**SHORT PROBLEM**
Shift every bounding-box coordinate in the answers by -47, and write out again the stretch of rows below from the line containing "Is any sky somewhere" through the line containing "22, 37, 64, 81", both ends included. Reproduce the requests and their sample coordinates unchanged; output only these lines.

**AVAILABLE RECORDS**
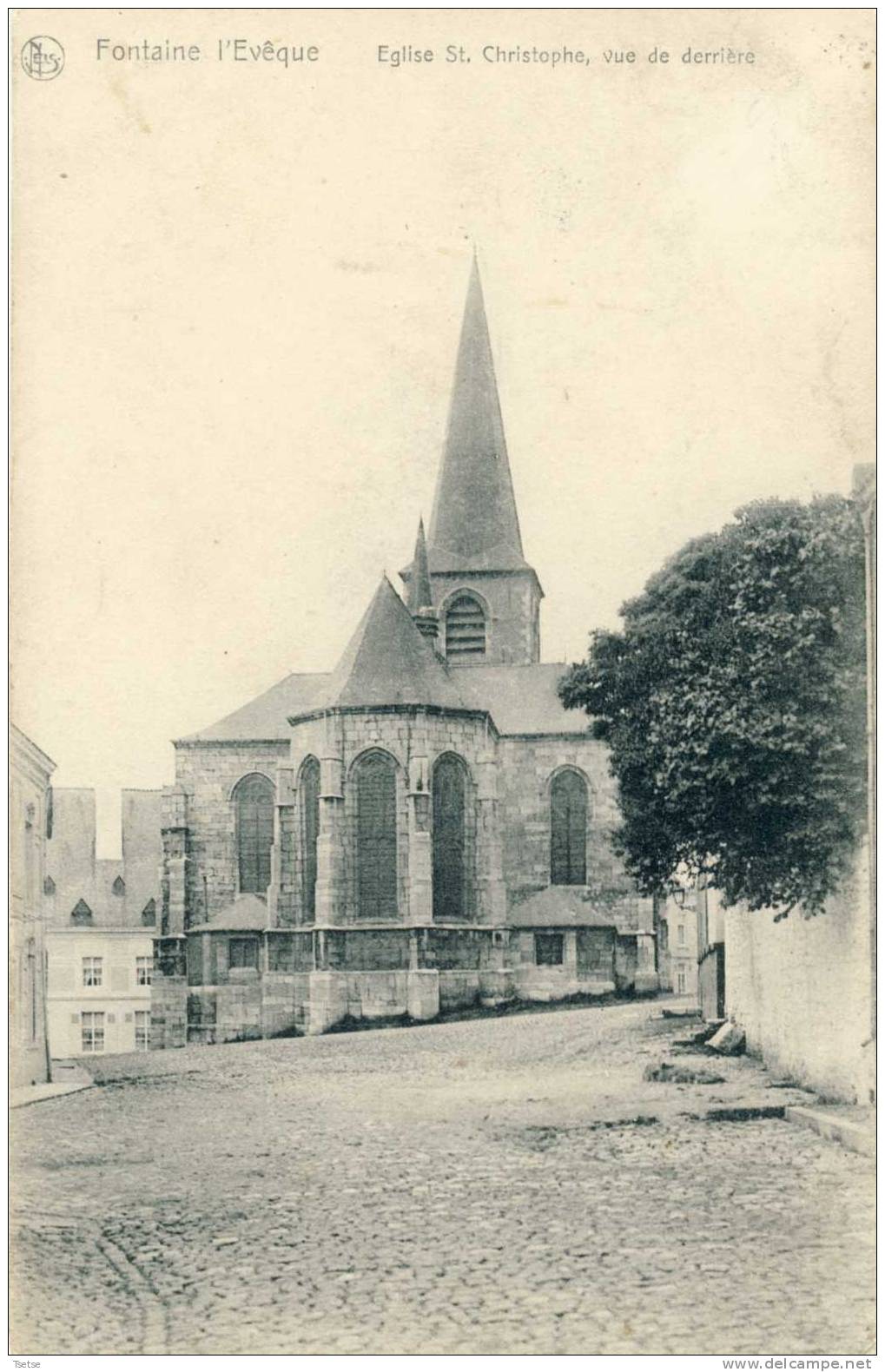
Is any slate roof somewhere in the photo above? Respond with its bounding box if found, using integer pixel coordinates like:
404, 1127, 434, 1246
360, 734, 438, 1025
428, 261, 528, 572
454, 663, 589, 734
300, 577, 472, 709
185, 894, 267, 934
175, 672, 329, 743
180, 658, 587, 743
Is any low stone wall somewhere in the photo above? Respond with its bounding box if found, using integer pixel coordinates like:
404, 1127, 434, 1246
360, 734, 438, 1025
439, 967, 480, 1010
726, 854, 874, 1103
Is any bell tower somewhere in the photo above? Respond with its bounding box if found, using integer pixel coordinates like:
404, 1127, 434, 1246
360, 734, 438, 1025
402, 258, 544, 667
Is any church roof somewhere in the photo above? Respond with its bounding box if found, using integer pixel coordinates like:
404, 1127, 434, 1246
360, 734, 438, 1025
185, 894, 267, 934
177, 672, 329, 743
300, 577, 472, 710
428, 260, 528, 573
180, 658, 587, 743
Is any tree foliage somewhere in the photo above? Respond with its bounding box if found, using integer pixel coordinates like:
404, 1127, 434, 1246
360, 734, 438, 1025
560, 497, 866, 913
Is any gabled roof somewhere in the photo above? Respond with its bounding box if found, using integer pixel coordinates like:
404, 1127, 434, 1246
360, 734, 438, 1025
428, 260, 528, 572
454, 663, 589, 734
185, 894, 267, 934
299, 577, 483, 717
180, 658, 587, 743
175, 672, 329, 743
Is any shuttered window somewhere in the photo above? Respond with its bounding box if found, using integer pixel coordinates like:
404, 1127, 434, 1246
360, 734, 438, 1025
433, 756, 466, 920
551, 771, 587, 887
446, 596, 485, 662
357, 753, 397, 920
301, 757, 320, 920
234, 775, 273, 896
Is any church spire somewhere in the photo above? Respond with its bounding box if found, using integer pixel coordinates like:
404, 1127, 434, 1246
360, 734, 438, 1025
429, 255, 528, 575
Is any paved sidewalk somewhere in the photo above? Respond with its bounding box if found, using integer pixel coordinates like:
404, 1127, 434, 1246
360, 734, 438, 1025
10, 1062, 92, 1110
12, 1003, 874, 1356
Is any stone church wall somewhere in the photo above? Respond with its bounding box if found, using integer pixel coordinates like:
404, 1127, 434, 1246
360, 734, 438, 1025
175, 742, 288, 923
498, 735, 642, 932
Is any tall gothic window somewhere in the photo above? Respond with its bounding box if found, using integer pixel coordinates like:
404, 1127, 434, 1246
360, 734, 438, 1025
234, 774, 273, 896
433, 753, 468, 920
357, 753, 397, 920
301, 757, 320, 920
551, 771, 587, 887
446, 596, 485, 663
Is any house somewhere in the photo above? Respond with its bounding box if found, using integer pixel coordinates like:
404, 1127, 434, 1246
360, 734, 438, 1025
44, 788, 162, 1059
10, 724, 55, 1086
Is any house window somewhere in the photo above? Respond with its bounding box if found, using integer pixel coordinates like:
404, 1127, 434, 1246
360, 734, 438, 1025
83, 958, 102, 986
28, 939, 37, 1043
357, 753, 397, 920
551, 771, 587, 887
535, 934, 565, 967
446, 596, 485, 662
71, 900, 92, 927
228, 939, 258, 968
80, 1010, 104, 1052
301, 757, 320, 920
433, 753, 468, 920
234, 775, 273, 896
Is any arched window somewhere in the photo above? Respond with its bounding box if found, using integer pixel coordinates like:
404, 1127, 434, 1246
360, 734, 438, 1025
551, 771, 587, 887
234, 774, 273, 896
357, 753, 397, 920
301, 757, 320, 920
433, 753, 468, 920
446, 596, 485, 662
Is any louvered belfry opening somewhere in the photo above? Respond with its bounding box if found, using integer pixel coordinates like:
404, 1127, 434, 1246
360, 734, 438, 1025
357, 753, 397, 920
433, 753, 468, 920
234, 775, 273, 896
446, 596, 485, 662
551, 771, 587, 887
301, 757, 320, 920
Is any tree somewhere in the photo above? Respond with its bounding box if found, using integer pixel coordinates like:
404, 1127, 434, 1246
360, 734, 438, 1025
560, 497, 866, 914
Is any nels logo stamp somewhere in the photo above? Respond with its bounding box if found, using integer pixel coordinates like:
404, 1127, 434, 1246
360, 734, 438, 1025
22, 36, 64, 81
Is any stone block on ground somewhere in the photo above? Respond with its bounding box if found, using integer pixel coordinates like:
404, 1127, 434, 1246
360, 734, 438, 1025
708, 1022, 746, 1058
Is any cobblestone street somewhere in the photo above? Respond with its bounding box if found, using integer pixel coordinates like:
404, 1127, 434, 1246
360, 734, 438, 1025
12, 1003, 873, 1356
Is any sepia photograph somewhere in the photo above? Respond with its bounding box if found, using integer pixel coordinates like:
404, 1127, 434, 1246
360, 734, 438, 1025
8, 8, 877, 1369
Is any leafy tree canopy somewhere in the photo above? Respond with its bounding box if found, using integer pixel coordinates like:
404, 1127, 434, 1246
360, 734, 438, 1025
560, 497, 866, 913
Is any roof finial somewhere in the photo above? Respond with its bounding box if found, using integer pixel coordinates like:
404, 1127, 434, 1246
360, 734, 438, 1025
409, 518, 438, 638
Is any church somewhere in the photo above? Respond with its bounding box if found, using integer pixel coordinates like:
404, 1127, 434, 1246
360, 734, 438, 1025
151, 262, 657, 1048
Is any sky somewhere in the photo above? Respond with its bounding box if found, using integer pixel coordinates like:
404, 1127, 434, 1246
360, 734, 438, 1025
12, 11, 873, 849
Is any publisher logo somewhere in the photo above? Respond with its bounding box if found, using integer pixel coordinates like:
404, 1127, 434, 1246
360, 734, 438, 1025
22, 37, 64, 81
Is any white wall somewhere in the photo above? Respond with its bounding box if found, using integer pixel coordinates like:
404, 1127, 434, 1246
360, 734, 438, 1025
726, 852, 874, 1103
47, 929, 154, 1058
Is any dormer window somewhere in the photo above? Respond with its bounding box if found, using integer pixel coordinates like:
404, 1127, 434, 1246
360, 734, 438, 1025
446, 596, 485, 663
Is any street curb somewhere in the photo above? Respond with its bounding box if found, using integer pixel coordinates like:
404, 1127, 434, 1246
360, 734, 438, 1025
785, 1105, 875, 1158
10, 1079, 95, 1110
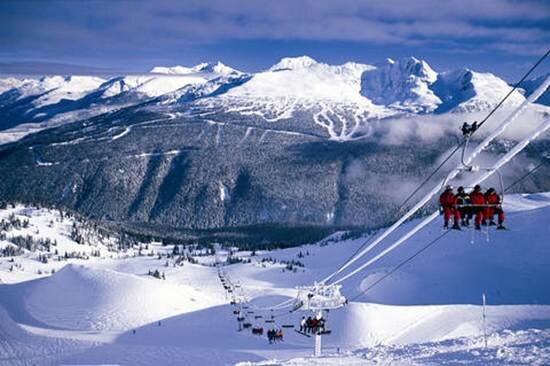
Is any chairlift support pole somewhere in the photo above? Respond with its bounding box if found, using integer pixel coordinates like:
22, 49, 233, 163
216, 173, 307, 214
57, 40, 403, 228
313, 310, 323, 357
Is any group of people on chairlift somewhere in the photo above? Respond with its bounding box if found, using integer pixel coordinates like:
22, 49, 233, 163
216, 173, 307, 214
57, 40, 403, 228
300, 316, 325, 334
439, 185, 505, 230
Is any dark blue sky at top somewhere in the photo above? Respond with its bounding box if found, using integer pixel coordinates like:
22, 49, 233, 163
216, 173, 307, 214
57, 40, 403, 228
0, 0, 550, 81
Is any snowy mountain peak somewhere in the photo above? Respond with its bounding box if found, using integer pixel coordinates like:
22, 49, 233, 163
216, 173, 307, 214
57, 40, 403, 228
361, 57, 441, 112
149, 61, 241, 75
149, 65, 193, 74
269, 56, 317, 71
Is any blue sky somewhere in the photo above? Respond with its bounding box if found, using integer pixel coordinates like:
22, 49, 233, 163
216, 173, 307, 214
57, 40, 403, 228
0, 0, 550, 81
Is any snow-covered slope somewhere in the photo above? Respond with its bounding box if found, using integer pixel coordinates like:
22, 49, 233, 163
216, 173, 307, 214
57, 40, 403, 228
0, 193, 550, 365
0, 56, 544, 143
432, 69, 524, 113
149, 61, 241, 75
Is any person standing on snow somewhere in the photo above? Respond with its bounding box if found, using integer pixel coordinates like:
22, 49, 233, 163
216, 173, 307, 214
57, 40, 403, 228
484, 188, 505, 230
470, 185, 486, 230
456, 187, 473, 226
439, 186, 460, 230
300, 316, 306, 333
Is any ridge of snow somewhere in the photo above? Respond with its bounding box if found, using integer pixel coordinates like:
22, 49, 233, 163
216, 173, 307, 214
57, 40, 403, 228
431, 68, 525, 113
149, 61, 241, 75
269, 56, 317, 71
361, 57, 441, 113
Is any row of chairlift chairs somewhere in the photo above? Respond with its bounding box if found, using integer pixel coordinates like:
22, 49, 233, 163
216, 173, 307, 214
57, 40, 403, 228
218, 267, 347, 337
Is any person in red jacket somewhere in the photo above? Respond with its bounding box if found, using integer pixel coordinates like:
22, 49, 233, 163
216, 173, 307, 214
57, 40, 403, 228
483, 188, 505, 230
439, 186, 460, 230
470, 185, 486, 230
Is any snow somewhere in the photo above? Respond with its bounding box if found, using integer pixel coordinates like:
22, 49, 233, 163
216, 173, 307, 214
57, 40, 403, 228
227, 58, 372, 101
149, 61, 242, 75
269, 56, 317, 71
361, 57, 441, 112
0, 56, 547, 143
0, 193, 550, 366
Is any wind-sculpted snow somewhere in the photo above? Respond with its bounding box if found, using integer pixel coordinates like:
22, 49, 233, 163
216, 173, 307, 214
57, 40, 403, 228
0, 194, 550, 366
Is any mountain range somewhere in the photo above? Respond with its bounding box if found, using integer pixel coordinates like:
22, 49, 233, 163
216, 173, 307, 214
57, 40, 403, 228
0, 56, 550, 242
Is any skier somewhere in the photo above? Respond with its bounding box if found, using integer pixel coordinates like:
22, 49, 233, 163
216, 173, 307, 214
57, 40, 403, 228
470, 184, 486, 230
484, 188, 505, 230
306, 316, 312, 333
300, 316, 306, 333
439, 186, 460, 230
456, 187, 473, 226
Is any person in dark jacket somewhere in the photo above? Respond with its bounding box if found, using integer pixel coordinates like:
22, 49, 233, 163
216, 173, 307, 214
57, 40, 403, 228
456, 187, 473, 226
470, 185, 486, 230
483, 188, 505, 230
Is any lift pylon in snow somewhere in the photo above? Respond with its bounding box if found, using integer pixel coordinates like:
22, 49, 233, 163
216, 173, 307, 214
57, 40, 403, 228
294, 283, 347, 357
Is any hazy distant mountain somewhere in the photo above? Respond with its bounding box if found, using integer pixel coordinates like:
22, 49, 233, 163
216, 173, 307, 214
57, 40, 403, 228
0, 57, 550, 243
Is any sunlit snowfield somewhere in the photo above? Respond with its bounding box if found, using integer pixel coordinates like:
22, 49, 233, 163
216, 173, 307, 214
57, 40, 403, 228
0, 194, 550, 365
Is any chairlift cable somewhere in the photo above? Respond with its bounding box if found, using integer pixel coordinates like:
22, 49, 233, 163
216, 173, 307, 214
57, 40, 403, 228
350, 230, 450, 301
322, 71, 550, 282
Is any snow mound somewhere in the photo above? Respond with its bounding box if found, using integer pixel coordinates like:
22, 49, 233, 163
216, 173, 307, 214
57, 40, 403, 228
24, 265, 217, 330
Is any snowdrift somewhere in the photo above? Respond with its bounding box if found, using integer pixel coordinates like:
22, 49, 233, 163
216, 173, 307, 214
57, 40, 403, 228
16, 265, 218, 330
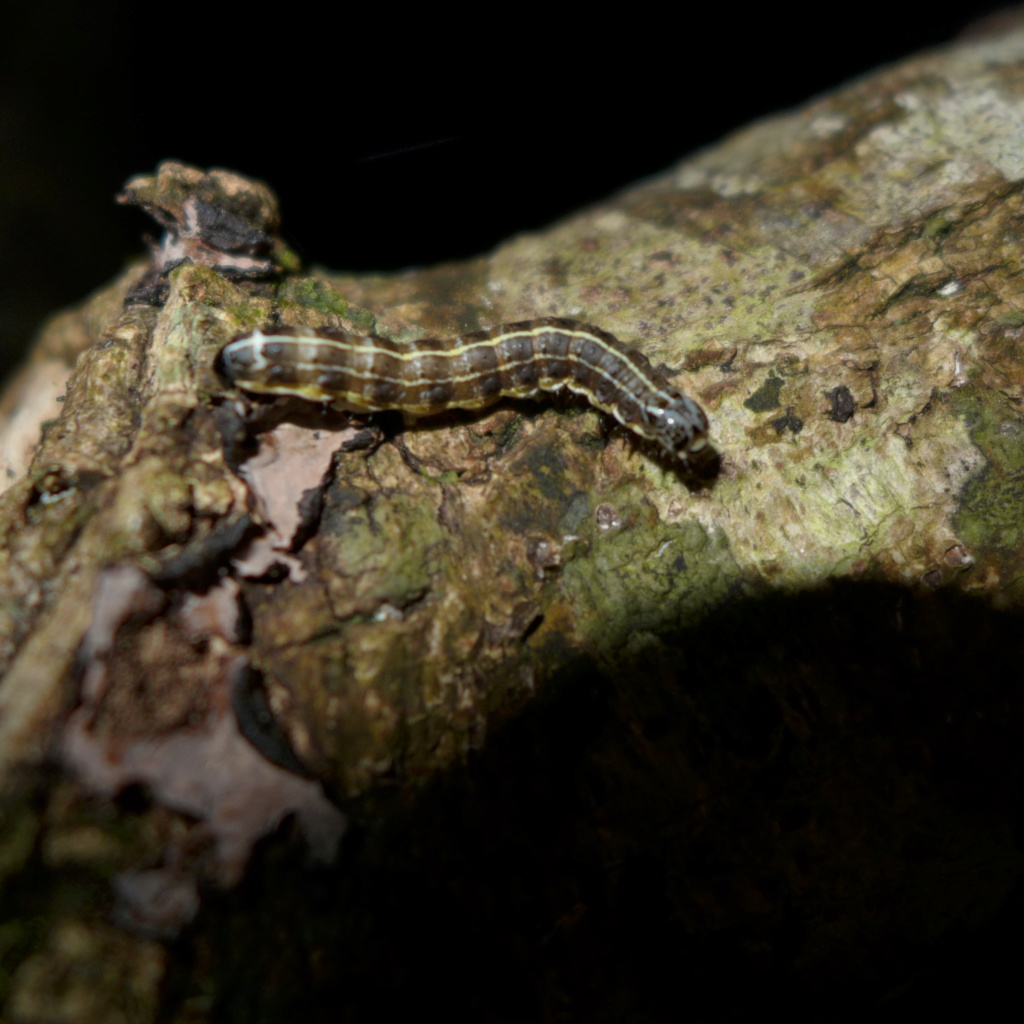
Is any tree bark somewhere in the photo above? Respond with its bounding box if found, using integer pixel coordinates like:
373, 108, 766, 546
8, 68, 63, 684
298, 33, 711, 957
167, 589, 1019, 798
0, 24, 1024, 1021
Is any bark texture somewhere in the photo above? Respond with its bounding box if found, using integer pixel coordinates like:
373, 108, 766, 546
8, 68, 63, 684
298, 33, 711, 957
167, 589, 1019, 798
0, 33, 1024, 1021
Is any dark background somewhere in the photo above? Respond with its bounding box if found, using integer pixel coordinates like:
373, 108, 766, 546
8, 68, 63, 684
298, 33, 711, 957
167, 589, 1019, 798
0, 0, 1015, 373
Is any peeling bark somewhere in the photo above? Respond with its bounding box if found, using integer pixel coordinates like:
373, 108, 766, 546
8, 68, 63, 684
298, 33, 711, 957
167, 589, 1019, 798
0, 25, 1024, 1020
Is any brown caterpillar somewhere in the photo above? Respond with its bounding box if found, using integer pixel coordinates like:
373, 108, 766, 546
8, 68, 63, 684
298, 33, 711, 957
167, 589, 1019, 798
217, 316, 708, 465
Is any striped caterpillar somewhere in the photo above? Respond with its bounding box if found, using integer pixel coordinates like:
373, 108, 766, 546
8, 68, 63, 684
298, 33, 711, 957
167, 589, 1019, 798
217, 316, 708, 467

**OUTPUT OF THE TASK**
Is any sky somewhere in the photo above? Respond with its bounding box if found, using integer pixel coordinates like:
404, 1127, 434, 1246
360, 734, 438, 1025
-35, -36, 826, 802
Is any publisher logo somewhere in the photo above? Respond with its bounding box if found, using integer pixel coordinates like:
404, 1127, 434, 1246
360, 734, 438, 1025
-25, -10, 17, 34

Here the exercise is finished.